• _Data_:
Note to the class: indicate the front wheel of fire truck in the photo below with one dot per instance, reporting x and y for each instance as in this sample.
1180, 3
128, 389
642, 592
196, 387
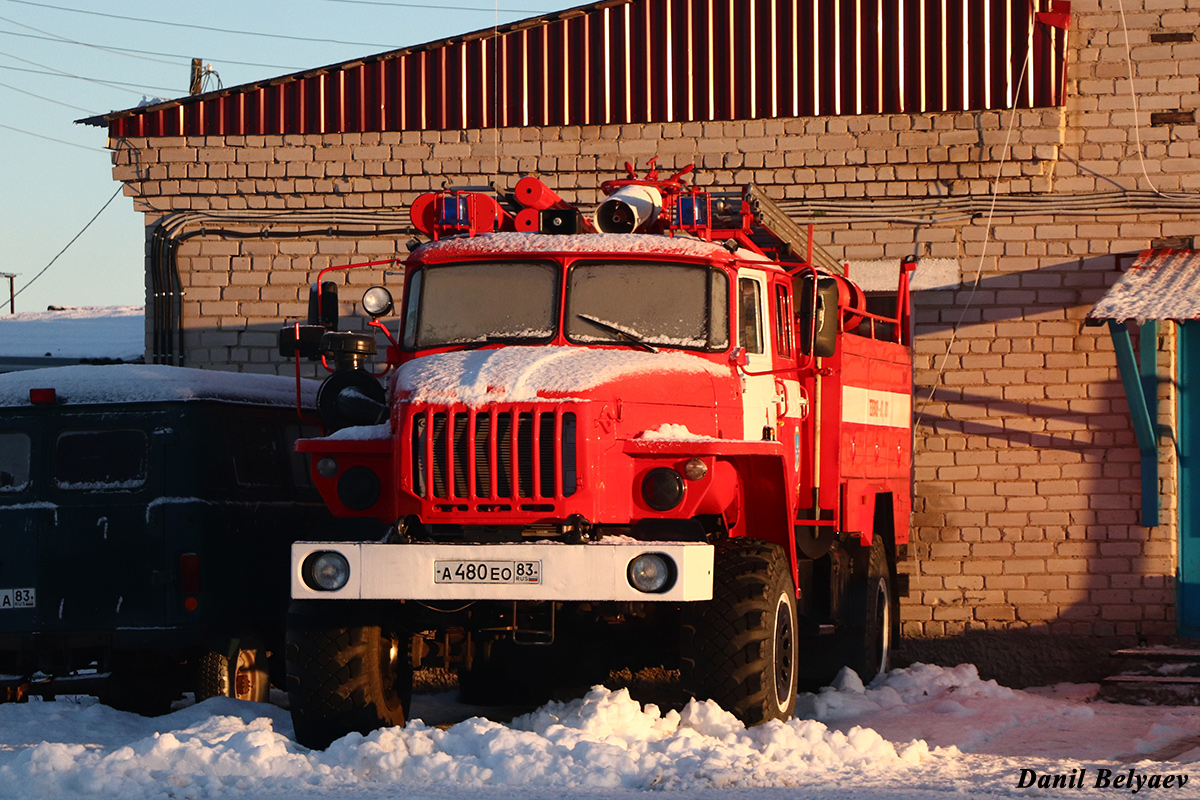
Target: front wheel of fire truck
871, 608
345, 678
739, 648
238, 671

• _Do this_:
Copy the records above word for word, leaving out the pictures.

• _Response for this exercise_:
Note to the class: indicate the front wheel of fire truck in the photo below with one dot per instance, reporting x and y for each instance as in this sample.
1180, 3
128, 389
642, 592
196, 387
Target: front wheel of fire truck
871, 608
345, 678
739, 648
238, 671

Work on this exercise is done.